EXTRACT TO READ:
- Opening Delimiter -
Ms. Toni Rossi: Thank you. That’s much better context. We were on the project management context, so—

Mrs. Daisy Wai: Oh, okay.

Ms. Toni Rossi: No, no. Apologies.

What’s referred to here is over the years, IO has contracted separately with each individual ministry. In technical terms, we called it the OAA, which is our service-level agreements with individual ministries.

As part of the work that we are doing with government right now—those contracts are on overhold; they have expired but they are on overhold. The services are still being generated; we still do all of the work on their behalf; we’re working very closely with each of the CAOs in the programs, but one of the things that we’re working with MGCS and government on is a better and greater model with respect to services in general.

I think earlier, the deputy referred to the realty operating model. That model will start to solidify the new services or the performance measures that will be new, and it will solidify our ability to be able to fund those in a way that today is not being funded.

I will say, though, MPP Wai, that one of the things we have done—and I think I mentioned this in our last meeting—is we’ve made it very transparent to all of the individual ministries on our customer portals so once they go in, they can actually see all the services that they are getting in that particular building very transparently. They can see what they’re being charged for those individual services, and at any time, if they have any question or comment or dispute about any of the charges, we are there and we walk them through, very diligently, what those charges are.

Mr. Ehren Cory: But I just want to re-emphasize—thank you for the question. Toni, you referred to them as a contract. I guess they’re a form of contract, but it’s a really a service agreement between us and a ministry that defines the services we’ll provide: Your offices will be cleaned once a week and the water will be tested on an annual basis etc.

The Auditor General was right to point out that a bunch of those had expired and we needed to renew them. That’s the process we’ve gone through, ministry by ministry, to set those agreements. It’s not a contract with the external world; it’s internal to government.

Mrs. Daisy Wai: Oh, I thought this is with the external supplier. You’re referring to the ministries.

Mr. Ehren Cory: No, this is our service agreement with the various ministries on the services we’re getting on their behalf.
- Closing Delimiter -
(Referring expression pointing data)
- Opening Delimiter -
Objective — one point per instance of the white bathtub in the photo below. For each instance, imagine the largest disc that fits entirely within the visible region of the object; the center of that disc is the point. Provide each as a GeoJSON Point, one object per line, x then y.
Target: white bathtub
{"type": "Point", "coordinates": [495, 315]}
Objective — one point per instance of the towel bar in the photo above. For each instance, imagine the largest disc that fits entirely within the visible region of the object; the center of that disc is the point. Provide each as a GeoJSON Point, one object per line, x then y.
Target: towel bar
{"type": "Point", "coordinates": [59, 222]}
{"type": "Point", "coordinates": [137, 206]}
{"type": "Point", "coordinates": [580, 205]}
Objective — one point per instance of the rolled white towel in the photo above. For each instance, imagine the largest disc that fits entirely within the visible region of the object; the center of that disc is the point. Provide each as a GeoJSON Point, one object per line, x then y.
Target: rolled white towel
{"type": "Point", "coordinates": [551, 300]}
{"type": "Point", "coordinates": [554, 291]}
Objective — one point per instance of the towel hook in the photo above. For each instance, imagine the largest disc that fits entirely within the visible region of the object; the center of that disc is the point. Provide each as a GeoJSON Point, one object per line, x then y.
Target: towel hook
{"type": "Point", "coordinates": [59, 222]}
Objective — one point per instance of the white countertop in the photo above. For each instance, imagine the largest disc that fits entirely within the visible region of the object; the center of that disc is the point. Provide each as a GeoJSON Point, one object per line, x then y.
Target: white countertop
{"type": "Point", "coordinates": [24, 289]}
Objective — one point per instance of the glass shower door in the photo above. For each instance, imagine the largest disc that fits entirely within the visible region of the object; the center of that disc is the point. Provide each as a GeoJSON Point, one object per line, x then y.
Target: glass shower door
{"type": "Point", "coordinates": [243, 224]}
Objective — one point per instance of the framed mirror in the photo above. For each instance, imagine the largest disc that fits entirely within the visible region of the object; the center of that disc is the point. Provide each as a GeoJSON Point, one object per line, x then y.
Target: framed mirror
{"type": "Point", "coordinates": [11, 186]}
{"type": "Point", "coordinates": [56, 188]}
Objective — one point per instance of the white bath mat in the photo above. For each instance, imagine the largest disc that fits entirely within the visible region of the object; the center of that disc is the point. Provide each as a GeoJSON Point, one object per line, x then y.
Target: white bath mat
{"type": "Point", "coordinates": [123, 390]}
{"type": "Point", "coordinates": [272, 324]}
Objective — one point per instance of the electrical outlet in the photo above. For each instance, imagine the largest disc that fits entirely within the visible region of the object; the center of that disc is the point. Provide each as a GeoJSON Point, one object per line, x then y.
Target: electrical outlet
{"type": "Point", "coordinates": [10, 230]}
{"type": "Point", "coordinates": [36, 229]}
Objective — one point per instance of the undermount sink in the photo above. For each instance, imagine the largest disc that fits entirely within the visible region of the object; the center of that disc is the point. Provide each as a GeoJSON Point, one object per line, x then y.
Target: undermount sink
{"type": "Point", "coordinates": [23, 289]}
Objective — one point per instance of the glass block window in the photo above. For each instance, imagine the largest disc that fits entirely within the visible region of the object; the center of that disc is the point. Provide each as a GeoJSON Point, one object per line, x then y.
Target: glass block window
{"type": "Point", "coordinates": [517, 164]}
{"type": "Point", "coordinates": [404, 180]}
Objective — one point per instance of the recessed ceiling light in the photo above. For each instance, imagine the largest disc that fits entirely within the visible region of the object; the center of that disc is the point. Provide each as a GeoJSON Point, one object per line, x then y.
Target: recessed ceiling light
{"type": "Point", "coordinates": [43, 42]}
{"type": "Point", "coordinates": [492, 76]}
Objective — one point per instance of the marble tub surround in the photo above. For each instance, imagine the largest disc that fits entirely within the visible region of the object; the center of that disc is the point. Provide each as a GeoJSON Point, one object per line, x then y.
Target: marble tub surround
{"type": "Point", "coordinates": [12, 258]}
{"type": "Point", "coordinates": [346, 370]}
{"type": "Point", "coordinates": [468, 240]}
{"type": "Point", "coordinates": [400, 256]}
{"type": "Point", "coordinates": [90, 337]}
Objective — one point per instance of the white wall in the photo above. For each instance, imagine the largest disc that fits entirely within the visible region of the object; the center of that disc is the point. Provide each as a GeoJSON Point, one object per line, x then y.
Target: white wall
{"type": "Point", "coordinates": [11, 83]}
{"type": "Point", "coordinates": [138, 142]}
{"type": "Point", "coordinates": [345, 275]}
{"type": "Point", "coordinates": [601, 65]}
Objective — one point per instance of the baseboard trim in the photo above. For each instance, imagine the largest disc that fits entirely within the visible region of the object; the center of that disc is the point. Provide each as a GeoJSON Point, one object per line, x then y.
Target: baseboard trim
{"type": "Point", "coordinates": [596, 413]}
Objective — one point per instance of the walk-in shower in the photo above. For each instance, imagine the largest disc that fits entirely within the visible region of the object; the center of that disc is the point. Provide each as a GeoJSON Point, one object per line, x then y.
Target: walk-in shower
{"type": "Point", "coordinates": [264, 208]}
- Closing Delimiter -
- Opening Delimiter -
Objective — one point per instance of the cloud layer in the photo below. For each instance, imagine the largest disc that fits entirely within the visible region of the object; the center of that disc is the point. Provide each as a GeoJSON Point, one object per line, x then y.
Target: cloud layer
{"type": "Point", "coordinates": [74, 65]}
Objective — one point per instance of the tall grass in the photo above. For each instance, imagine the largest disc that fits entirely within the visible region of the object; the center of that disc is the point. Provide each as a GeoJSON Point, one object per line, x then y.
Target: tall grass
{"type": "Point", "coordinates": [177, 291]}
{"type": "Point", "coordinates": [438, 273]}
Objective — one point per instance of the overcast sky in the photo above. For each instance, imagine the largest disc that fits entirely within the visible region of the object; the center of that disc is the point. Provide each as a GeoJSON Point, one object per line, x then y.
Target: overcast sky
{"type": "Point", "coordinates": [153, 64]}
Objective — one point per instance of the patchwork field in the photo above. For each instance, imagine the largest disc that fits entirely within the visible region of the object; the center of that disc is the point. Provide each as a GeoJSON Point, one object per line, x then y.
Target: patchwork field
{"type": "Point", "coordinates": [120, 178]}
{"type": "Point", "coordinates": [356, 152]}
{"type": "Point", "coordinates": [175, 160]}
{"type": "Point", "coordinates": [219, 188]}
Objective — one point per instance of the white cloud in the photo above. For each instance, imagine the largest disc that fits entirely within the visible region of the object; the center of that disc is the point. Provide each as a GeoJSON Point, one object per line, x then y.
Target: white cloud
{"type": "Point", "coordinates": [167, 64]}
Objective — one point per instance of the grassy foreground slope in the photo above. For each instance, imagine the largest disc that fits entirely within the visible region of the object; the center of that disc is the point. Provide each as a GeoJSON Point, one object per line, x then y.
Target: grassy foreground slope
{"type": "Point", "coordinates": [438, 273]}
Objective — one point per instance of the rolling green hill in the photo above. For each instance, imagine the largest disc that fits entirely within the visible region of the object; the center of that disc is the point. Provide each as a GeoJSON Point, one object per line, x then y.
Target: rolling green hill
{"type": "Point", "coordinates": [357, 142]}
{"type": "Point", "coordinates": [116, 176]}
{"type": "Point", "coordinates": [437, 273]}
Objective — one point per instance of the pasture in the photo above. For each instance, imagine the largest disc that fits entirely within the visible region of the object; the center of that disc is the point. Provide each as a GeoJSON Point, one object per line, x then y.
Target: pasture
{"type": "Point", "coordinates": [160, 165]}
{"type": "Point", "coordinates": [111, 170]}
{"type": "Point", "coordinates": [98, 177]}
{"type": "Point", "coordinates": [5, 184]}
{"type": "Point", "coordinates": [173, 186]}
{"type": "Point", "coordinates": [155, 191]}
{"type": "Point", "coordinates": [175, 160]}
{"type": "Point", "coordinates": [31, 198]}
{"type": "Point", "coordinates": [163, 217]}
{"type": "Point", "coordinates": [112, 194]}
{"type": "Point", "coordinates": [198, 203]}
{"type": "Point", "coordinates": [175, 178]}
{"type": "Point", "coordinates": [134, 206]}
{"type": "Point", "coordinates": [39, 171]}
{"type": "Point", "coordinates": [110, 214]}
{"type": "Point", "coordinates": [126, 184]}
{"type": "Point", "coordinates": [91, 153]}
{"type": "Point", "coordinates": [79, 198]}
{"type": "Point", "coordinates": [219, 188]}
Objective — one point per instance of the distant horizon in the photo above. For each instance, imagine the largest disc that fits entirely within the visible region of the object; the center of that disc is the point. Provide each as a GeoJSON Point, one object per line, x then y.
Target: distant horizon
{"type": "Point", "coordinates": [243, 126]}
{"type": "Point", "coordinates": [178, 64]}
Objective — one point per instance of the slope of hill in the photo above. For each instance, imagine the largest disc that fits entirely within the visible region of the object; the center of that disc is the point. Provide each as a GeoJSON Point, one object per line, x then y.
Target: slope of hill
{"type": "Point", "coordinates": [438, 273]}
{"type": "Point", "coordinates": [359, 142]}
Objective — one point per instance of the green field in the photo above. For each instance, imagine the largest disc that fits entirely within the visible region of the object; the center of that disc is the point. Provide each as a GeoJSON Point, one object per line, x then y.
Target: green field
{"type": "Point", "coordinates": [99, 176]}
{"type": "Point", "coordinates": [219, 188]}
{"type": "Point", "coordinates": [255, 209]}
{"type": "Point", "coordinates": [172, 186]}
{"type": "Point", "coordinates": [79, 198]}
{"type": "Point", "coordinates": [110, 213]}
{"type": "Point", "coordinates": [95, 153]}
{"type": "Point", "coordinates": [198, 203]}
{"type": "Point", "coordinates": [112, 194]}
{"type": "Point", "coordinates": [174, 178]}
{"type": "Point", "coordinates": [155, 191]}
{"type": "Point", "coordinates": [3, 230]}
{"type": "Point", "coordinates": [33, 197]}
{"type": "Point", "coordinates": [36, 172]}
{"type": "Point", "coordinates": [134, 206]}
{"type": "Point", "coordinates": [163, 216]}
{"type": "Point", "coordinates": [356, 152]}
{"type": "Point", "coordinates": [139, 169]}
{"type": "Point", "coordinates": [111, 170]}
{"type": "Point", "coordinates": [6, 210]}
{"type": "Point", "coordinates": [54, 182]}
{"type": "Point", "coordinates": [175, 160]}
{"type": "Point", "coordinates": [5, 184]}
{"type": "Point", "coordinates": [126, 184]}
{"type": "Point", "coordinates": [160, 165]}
- Closing Delimiter -
SET OF TASKS:
1. Answer these questions from the transcript on ministry service agreements.
(a) What technical term did IO use for its service-level agreements with individual ministries?
(b) What can ministries see once they go into the customer portals?
(c) What did the Auditor General point out about the agreements?
2. Give a continuation of the transcript on ministry service agreements, starting after its last line.

ANSWERS FOR THE TASKS:
1.
(a) The OAA.
(b) All the services they are getting in that particular building and what they are being charged for each of those services.
(c) That a number of the agreements had expired and needed to be renewed.

2.
Mrs. Daisy Wai: Okay. Then the recommendations there—how much of those are done so far on recommendation 5?

Ms. Toni Rossi: Currently, we’re working together with MGCS to take a look at all of those individual agreements to actually find a way to have them collectively operated through an ongoing realty operating model.

What I would say is—the three things, “Renew all operating and maintenance agreements between itself and the client ministries”—that’s part of the realty operating model agreement that we are putting in place; “Implement its plans to provide ministries and agencies with timely information”—that, we actually have done. They have access in real time to be able to go into their customer portal and see their building and their particular building-level services—when the cleaning is happening, how often does the trash get put out, when we are doing landscaping. Then we have also worked very closely both with our property and land management service provider and the CAOs, the chief administration officers, within the various ministries if they had any other questions on those invoices. They are quite transparent and able to see what services they are getting, why the costs are the costs, and then they can go into the customer portal—it’s a database where they can then see their services they’re receiving.

With respect to the agreements, we’re working now to put the right agreement in play in a broader strategy and context.

Mrs. Daisy Wai: So you’re saying that those invoices are being reviewed and they are okay with it?

Ms. Toni Rossi: Yes.

Mrs. Daisy Wai: Okay. I’m fine with my part of the questioning.

The Chair (Ms. Catherine Fife): Okay. Any further questions from the government side?

Mrs. Daisy Wai: How much time do we still have?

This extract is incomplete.